To do -> Write out the lines of the listing below as a numbered list with no blank lines, starting at the line containing "Drop a pin on every instance of the concrete path" and ending at the line containing "x=406, y=111", both included.

Stored records ->
↓↓↓
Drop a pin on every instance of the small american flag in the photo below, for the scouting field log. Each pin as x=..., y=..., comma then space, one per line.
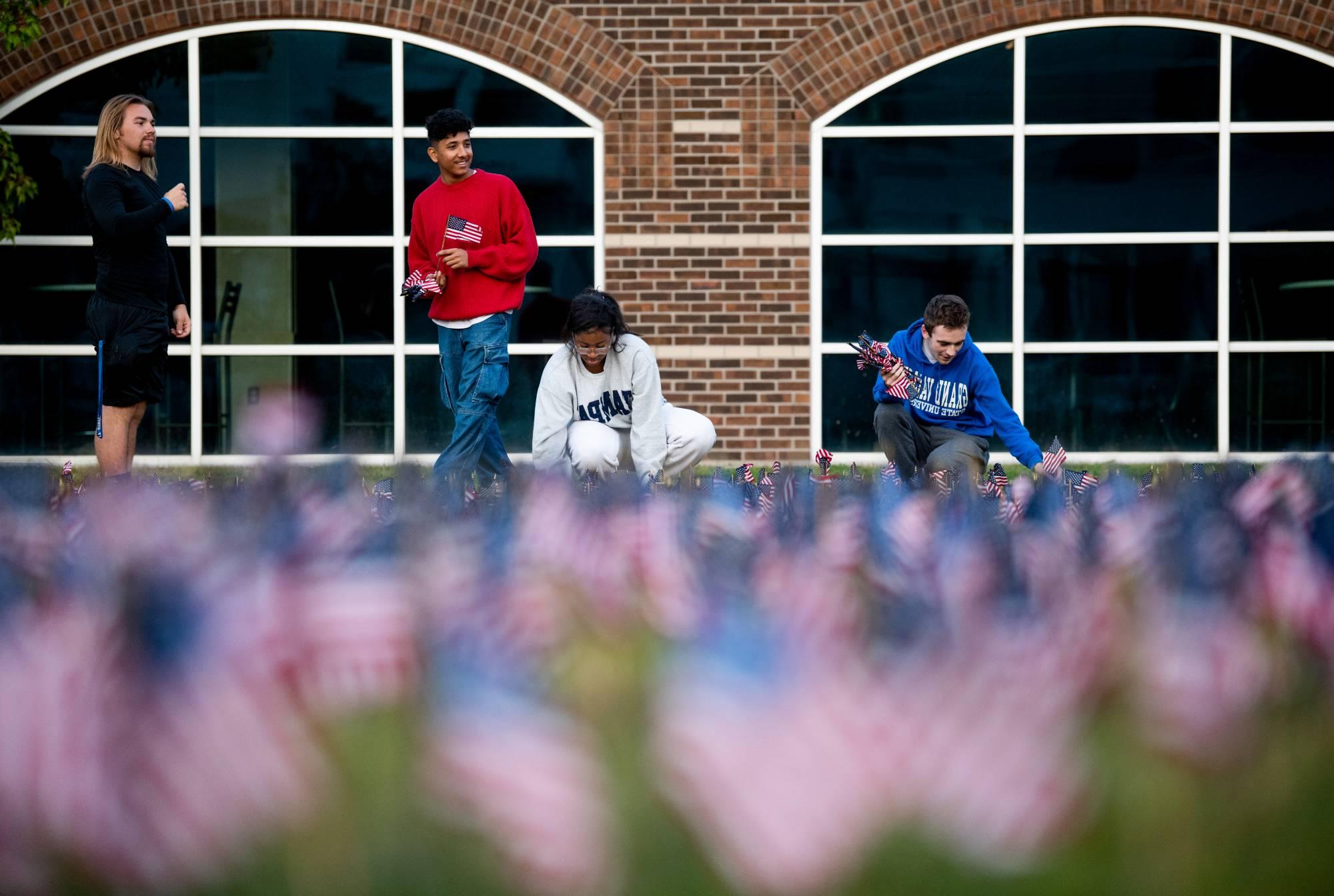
x=1053, y=459
x=418, y=283
x=458, y=229
x=382, y=499
x=878, y=355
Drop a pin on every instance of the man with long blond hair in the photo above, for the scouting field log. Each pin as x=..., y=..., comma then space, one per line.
x=138, y=301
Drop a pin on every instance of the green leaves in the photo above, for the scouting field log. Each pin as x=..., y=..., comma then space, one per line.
x=17, y=189
x=21, y=25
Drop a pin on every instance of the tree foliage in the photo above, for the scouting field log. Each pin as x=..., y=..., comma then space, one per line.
x=21, y=25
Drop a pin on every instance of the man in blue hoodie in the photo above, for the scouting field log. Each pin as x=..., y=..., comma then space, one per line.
x=949, y=425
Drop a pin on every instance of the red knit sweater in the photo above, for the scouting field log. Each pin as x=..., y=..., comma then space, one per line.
x=494, y=227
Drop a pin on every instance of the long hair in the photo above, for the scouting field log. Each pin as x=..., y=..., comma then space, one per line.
x=594, y=310
x=105, y=150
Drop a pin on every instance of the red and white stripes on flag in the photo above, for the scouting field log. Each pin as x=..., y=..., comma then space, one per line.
x=460, y=229
x=1053, y=459
x=358, y=639
x=529, y=779
x=213, y=757
x=772, y=779
x=425, y=281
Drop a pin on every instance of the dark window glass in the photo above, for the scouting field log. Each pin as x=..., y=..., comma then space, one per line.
x=297, y=187
x=436, y=81
x=884, y=289
x=1123, y=183
x=554, y=175
x=354, y=398
x=1272, y=85
x=1283, y=182
x=1123, y=75
x=57, y=410
x=1283, y=291
x=430, y=425
x=58, y=163
x=976, y=89
x=1144, y=402
x=294, y=78
x=157, y=74
x=1121, y=293
x=850, y=410
x=1281, y=402
x=557, y=278
x=918, y=185
x=47, y=293
x=255, y=297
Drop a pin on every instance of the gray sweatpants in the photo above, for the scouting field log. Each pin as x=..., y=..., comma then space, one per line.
x=912, y=445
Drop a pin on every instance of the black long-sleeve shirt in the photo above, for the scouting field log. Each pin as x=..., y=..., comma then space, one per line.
x=129, y=221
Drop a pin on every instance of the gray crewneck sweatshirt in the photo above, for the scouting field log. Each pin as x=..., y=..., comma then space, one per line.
x=628, y=395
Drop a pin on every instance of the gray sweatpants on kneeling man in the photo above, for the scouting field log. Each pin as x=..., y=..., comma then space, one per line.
x=913, y=445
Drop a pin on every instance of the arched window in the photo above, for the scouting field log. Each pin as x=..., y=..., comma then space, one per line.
x=303, y=147
x=1140, y=214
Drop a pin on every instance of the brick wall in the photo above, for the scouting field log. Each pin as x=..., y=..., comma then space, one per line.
x=708, y=109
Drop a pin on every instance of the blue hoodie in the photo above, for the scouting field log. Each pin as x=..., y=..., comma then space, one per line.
x=962, y=395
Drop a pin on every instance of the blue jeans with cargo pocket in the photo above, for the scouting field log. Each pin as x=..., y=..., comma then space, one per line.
x=474, y=378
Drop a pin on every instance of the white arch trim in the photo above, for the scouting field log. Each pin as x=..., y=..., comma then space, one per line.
x=301, y=25
x=1067, y=25
x=1019, y=130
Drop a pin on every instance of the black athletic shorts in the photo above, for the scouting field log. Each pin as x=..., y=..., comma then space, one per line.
x=134, y=351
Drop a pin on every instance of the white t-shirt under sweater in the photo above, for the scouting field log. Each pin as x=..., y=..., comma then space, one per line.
x=628, y=395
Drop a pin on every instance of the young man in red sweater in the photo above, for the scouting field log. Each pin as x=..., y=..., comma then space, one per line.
x=473, y=243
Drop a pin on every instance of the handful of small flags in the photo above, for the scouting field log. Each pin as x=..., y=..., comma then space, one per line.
x=878, y=357
x=844, y=658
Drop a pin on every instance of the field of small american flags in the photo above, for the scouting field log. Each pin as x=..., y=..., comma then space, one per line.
x=760, y=681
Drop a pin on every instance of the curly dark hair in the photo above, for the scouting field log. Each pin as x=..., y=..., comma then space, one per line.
x=945, y=311
x=445, y=123
x=596, y=310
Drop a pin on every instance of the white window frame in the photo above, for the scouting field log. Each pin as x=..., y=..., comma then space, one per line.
x=1019, y=238
x=400, y=350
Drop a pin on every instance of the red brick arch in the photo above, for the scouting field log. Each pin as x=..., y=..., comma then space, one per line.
x=877, y=38
x=533, y=37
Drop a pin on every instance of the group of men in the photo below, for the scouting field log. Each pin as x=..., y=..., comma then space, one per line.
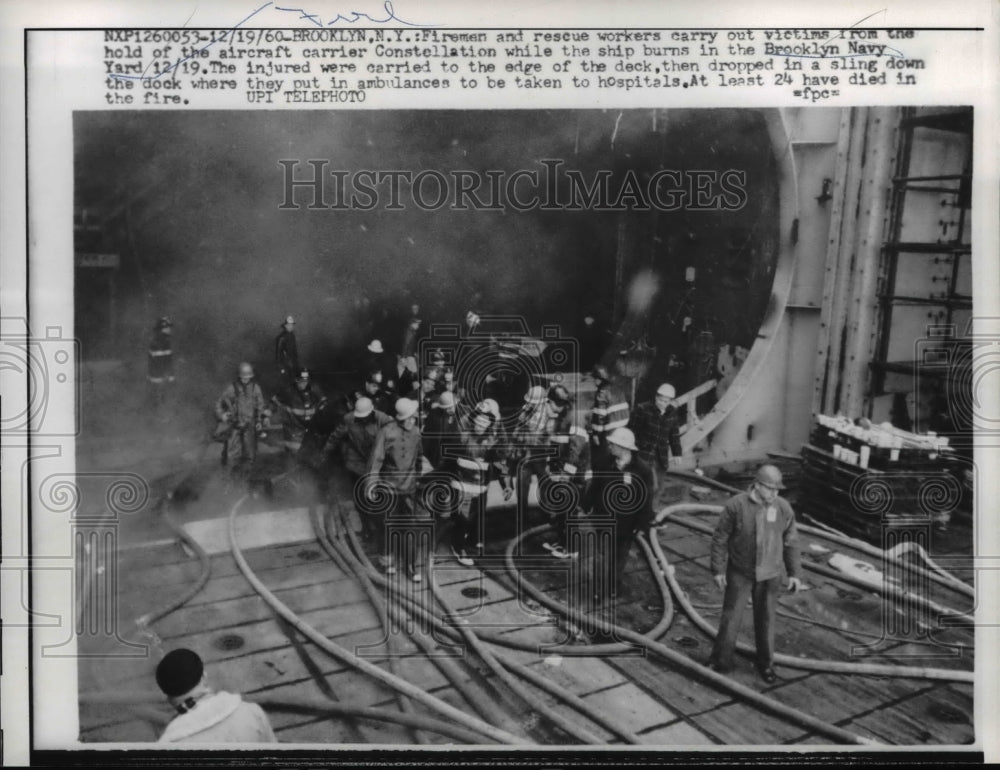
x=417, y=448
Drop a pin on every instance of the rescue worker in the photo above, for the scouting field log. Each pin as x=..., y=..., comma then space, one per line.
x=480, y=459
x=372, y=389
x=286, y=352
x=656, y=425
x=160, y=371
x=620, y=496
x=355, y=438
x=755, y=536
x=411, y=336
x=531, y=449
x=300, y=405
x=610, y=410
x=204, y=715
x=391, y=484
x=242, y=414
x=563, y=489
x=377, y=360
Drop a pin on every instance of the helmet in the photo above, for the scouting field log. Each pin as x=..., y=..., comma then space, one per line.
x=179, y=672
x=666, y=391
x=769, y=476
x=445, y=401
x=406, y=408
x=624, y=438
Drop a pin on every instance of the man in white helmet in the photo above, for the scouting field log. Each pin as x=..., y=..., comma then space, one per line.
x=355, y=438
x=391, y=483
x=286, y=352
x=656, y=425
x=620, y=495
x=754, y=538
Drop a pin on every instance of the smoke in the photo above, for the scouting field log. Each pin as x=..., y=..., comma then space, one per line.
x=191, y=202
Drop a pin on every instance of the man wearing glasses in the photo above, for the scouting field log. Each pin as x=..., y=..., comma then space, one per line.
x=755, y=535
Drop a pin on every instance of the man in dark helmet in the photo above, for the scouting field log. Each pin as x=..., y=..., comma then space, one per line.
x=204, y=715
x=754, y=536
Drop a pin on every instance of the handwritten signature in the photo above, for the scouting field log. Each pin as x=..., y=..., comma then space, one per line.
x=355, y=17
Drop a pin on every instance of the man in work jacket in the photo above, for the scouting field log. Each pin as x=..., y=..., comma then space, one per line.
x=356, y=438
x=610, y=410
x=656, y=425
x=241, y=412
x=391, y=485
x=300, y=405
x=755, y=535
x=620, y=497
x=480, y=458
x=206, y=716
x=562, y=490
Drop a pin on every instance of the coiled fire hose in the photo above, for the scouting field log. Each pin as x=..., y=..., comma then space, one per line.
x=683, y=663
x=396, y=683
x=476, y=698
x=144, y=704
x=423, y=612
x=891, y=556
x=809, y=664
x=907, y=597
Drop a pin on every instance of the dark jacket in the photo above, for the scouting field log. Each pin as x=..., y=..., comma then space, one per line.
x=396, y=458
x=753, y=545
x=625, y=495
x=357, y=439
x=657, y=435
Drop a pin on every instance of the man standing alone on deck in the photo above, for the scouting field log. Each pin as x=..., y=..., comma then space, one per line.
x=755, y=534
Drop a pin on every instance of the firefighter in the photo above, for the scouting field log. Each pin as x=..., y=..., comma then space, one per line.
x=160, y=372
x=391, y=486
x=372, y=389
x=203, y=714
x=299, y=405
x=242, y=414
x=620, y=498
x=480, y=458
x=657, y=430
x=355, y=438
x=610, y=410
x=440, y=429
x=562, y=490
x=286, y=352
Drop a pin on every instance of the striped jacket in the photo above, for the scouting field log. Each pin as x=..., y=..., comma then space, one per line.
x=610, y=411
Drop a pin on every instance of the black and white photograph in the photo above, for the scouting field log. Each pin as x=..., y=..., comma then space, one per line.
x=476, y=427
x=381, y=419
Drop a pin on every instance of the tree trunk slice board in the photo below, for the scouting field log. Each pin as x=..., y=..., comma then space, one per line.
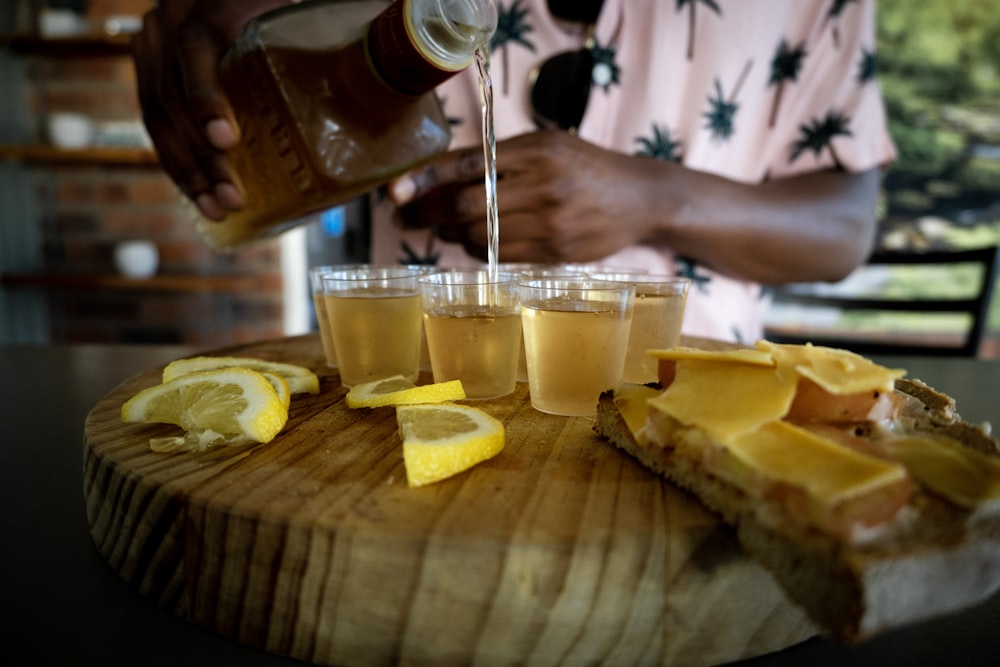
x=559, y=550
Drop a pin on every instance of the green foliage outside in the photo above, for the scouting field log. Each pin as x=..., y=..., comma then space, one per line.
x=939, y=69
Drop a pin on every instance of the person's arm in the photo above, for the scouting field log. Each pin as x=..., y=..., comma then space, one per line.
x=563, y=199
x=185, y=110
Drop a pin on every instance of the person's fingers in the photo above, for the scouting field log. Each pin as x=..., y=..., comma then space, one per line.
x=199, y=51
x=162, y=103
x=459, y=166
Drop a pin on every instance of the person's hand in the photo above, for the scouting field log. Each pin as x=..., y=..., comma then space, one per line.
x=186, y=112
x=560, y=199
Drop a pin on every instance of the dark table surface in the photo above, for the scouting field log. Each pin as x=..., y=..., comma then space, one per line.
x=62, y=605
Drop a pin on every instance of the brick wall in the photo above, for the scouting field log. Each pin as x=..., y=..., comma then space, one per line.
x=88, y=209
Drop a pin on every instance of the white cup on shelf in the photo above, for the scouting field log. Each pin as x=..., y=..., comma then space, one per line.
x=136, y=259
x=68, y=129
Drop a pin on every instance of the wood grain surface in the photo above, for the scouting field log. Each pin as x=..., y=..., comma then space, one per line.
x=560, y=550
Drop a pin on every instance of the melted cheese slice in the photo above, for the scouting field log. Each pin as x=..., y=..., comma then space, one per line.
x=826, y=471
x=726, y=399
x=968, y=478
x=837, y=371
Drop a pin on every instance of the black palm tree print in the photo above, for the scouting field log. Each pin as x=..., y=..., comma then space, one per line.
x=722, y=110
x=833, y=16
x=866, y=67
x=785, y=68
x=711, y=4
x=512, y=27
x=606, y=72
x=659, y=145
x=819, y=134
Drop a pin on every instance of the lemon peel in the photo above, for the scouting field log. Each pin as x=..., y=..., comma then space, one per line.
x=397, y=390
x=300, y=379
x=442, y=440
x=222, y=406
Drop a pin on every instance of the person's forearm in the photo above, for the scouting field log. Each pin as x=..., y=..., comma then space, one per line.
x=815, y=227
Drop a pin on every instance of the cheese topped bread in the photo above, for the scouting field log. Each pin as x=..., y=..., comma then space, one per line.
x=866, y=495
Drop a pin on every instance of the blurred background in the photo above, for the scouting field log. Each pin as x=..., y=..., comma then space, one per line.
x=78, y=180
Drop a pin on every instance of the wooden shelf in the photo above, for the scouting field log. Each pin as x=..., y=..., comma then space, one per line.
x=81, y=45
x=95, y=155
x=157, y=283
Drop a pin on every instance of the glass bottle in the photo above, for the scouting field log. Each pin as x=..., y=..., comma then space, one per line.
x=334, y=98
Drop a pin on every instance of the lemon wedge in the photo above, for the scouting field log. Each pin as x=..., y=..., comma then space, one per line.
x=443, y=440
x=223, y=406
x=300, y=379
x=398, y=390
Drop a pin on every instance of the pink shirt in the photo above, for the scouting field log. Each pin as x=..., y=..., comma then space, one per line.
x=659, y=89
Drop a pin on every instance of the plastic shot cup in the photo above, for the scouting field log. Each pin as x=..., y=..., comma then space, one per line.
x=537, y=270
x=375, y=321
x=319, y=305
x=575, y=338
x=472, y=322
x=656, y=320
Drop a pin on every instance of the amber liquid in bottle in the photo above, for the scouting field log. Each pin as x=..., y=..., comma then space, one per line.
x=319, y=123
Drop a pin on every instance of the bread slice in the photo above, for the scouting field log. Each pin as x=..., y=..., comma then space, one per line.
x=934, y=557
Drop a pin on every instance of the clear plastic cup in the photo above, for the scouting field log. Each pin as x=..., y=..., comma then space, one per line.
x=657, y=318
x=472, y=322
x=375, y=321
x=575, y=337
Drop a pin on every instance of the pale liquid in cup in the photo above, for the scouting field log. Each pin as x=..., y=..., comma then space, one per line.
x=656, y=324
x=380, y=335
x=323, y=322
x=574, y=356
x=480, y=349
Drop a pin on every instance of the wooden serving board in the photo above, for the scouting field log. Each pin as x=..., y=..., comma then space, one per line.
x=559, y=550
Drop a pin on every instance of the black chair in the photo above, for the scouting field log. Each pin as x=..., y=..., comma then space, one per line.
x=975, y=306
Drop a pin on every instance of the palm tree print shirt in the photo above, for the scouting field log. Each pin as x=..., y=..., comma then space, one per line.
x=749, y=90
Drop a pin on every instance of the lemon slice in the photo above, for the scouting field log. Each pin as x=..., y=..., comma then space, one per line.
x=281, y=388
x=397, y=390
x=300, y=379
x=223, y=406
x=442, y=440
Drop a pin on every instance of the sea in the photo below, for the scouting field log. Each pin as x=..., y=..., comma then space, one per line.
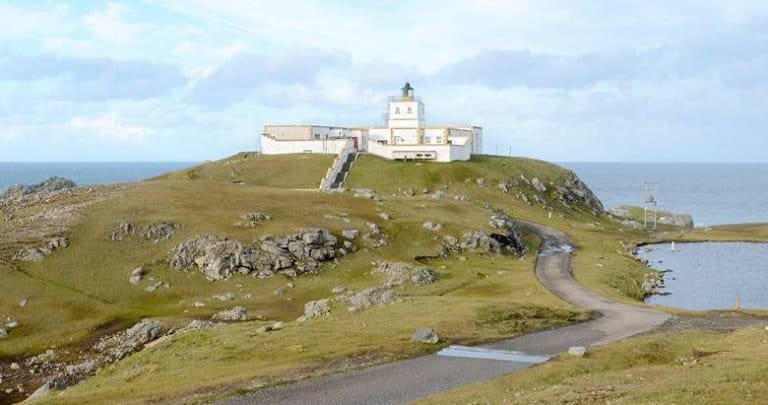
x=713, y=193
x=84, y=173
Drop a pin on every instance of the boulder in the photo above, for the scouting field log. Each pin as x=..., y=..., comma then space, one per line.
x=370, y=297
x=253, y=219
x=350, y=234
x=231, y=315
x=136, y=275
x=50, y=185
x=397, y=273
x=318, y=308
x=425, y=335
x=577, y=351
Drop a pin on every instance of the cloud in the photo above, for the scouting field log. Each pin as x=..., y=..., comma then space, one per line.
x=244, y=76
x=108, y=127
x=93, y=79
x=110, y=25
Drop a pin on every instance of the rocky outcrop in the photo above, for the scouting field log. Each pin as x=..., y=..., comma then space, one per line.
x=231, y=315
x=253, y=219
x=50, y=185
x=36, y=254
x=117, y=346
x=370, y=297
x=398, y=273
x=316, y=309
x=156, y=231
x=425, y=335
x=291, y=255
x=573, y=191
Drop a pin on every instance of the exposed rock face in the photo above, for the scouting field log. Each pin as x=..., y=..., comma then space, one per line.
x=574, y=191
x=118, y=346
x=292, y=255
x=156, y=231
x=425, y=335
x=253, y=219
x=370, y=297
x=398, y=273
x=50, y=185
x=36, y=254
x=232, y=315
x=136, y=275
x=318, y=308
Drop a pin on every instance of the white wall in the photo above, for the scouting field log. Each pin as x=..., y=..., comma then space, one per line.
x=270, y=146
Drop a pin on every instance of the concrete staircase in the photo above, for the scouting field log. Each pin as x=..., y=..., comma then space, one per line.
x=338, y=172
x=338, y=182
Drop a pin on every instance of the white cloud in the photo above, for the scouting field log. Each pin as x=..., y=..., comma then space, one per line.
x=110, y=25
x=108, y=127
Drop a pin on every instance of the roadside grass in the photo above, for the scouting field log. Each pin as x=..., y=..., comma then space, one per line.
x=705, y=367
x=481, y=298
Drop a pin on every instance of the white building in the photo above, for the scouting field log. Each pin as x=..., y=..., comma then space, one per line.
x=405, y=137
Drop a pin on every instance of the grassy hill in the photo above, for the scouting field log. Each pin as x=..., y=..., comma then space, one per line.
x=82, y=291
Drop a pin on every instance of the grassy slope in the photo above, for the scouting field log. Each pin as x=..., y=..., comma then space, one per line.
x=729, y=368
x=88, y=281
x=204, y=200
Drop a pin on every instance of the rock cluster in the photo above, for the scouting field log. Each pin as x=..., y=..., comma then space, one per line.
x=253, y=219
x=118, y=346
x=291, y=255
x=156, y=231
x=231, y=315
x=36, y=254
x=425, y=335
x=50, y=185
x=374, y=238
x=398, y=273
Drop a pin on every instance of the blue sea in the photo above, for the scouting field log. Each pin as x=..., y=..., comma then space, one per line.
x=714, y=193
x=84, y=173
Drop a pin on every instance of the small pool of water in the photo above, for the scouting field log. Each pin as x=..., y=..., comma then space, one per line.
x=711, y=275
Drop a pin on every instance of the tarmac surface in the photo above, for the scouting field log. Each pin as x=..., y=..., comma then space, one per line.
x=407, y=380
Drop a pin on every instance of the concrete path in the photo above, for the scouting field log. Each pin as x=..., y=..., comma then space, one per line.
x=406, y=380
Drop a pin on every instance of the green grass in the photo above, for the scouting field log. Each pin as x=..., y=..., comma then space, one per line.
x=483, y=298
x=664, y=368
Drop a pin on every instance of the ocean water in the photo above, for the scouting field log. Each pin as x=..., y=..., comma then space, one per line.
x=736, y=269
x=713, y=193
x=84, y=173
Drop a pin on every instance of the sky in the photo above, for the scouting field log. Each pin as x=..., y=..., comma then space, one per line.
x=570, y=80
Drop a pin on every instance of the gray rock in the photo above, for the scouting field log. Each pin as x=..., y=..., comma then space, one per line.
x=136, y=275
x=398, y=273
x=253, y=219
x=350, y=234
x=370, y=297
x=425, y=335
x=84, y=368
x=318, y=308
x=577, y=351
x=234, y=314
x=50, y=185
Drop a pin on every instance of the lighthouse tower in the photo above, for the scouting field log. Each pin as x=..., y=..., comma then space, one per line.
x=406, y=111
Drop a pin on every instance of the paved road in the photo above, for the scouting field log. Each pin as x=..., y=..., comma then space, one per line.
x=406, y=380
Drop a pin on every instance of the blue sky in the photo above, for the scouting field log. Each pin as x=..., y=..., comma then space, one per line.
x=557, y=80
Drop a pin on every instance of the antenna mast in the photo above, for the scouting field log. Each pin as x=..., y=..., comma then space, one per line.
x=651, y=204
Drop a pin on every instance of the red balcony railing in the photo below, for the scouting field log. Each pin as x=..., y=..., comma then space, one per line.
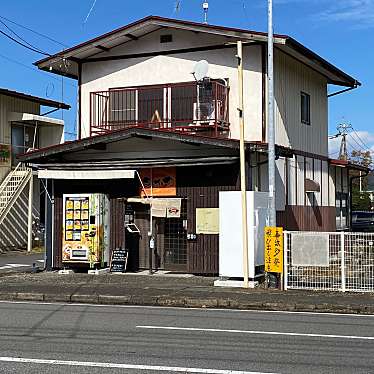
x=188, y=106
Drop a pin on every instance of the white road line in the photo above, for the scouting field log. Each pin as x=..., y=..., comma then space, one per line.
x=257, y=332
x=204, y=310
x=124, y=366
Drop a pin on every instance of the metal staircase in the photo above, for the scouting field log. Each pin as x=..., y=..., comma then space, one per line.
x=12, y=187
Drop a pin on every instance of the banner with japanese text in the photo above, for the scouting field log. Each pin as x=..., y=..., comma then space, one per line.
x=274, y=249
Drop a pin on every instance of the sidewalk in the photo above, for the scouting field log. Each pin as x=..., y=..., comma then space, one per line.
x=172, y=290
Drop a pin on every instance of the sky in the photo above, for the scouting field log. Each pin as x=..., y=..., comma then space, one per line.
x=340, y=31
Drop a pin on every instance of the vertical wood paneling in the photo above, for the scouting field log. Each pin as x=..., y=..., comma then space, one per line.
x=325, y=189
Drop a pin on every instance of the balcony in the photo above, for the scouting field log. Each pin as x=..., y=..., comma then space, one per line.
x=188, y=107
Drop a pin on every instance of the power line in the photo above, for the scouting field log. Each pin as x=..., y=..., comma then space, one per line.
x=34, y=70
x=22, y=44
x=33, y=31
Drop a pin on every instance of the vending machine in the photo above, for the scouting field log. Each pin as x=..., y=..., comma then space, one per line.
x=85, y=229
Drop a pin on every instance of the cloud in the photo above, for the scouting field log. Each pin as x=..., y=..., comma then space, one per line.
x=356, y=140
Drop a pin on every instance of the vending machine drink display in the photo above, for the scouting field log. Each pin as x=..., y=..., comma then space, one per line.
x=86, y=229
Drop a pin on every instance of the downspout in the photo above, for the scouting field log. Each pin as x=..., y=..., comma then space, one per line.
x=350, y=193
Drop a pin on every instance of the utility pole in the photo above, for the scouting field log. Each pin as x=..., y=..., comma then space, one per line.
x=243, y=185
x=271, y=128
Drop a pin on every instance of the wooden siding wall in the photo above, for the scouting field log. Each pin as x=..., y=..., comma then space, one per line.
x=116, y=189
x=307, y=218
x=202, y=253
x=57, y=232
x=117, y=224
x=13, y=230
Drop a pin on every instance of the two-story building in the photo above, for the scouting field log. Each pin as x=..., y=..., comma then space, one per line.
x=23, y=127
x=141, y=110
↑↑↑
Answer to this exercise ->
1. Drop a pin on every instance of the concrete path in the photo above, for the scouting field log. Each pin as x=..., y=..., comma then space, one per line.
2. x=406, y=380
3. Drop a pin on every instance of the green grass in the photo above, for the scouting field log. Each pin as x=..., y=..., comma then space, one per line.
4. x=483, y=298
5. x=664, y=368
6. Drop a pin on every instance of the ocean water in the photo above, for the scouting field log. Each pin as x=..., y=..., comma then space, one per line.
7. x=736, y=269
8. x=713, y=193
9. x=84, y=173
10. Drop a pin on every instance of the sky in the photo above, for the scouting field log. Each pin as x=..., y=..., comma then space, one per line.
11. x=570, y=80
12. Drop a pin on every instance of the gray rock in the photo above, for the scouting field log. Each pin as x=..., y=..., comma then space, one per line.
13. x=136, y=275
14. x=398, y=273
15. x=253, y=219
16. x=350, y=234
17. x=370, y=297
18. x=425, y=335
19. x=84, y=368
20. x=318, y=308
21. x=577, y=351
22. x=234, y=314
23. x=50, y=185
24. Drop a pin on every instance of the lighthouse tower in the photo above, for the scouting field log. Each pin as x=..., y=..., comma then space, one per line.
25. x=406, y=111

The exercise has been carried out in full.